• [Collected data]
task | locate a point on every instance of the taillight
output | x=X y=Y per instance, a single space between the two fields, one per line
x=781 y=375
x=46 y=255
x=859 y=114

• [What to produce] Where the records above contain a line with "output | x=X", repeat that line and each later line through the end, exactly, and nothing more.

• [Reply]
output | x=X y=Y per instance, a single space between the two fields, one per line
x=781 y=375
x=46 y=255
x=859 y=114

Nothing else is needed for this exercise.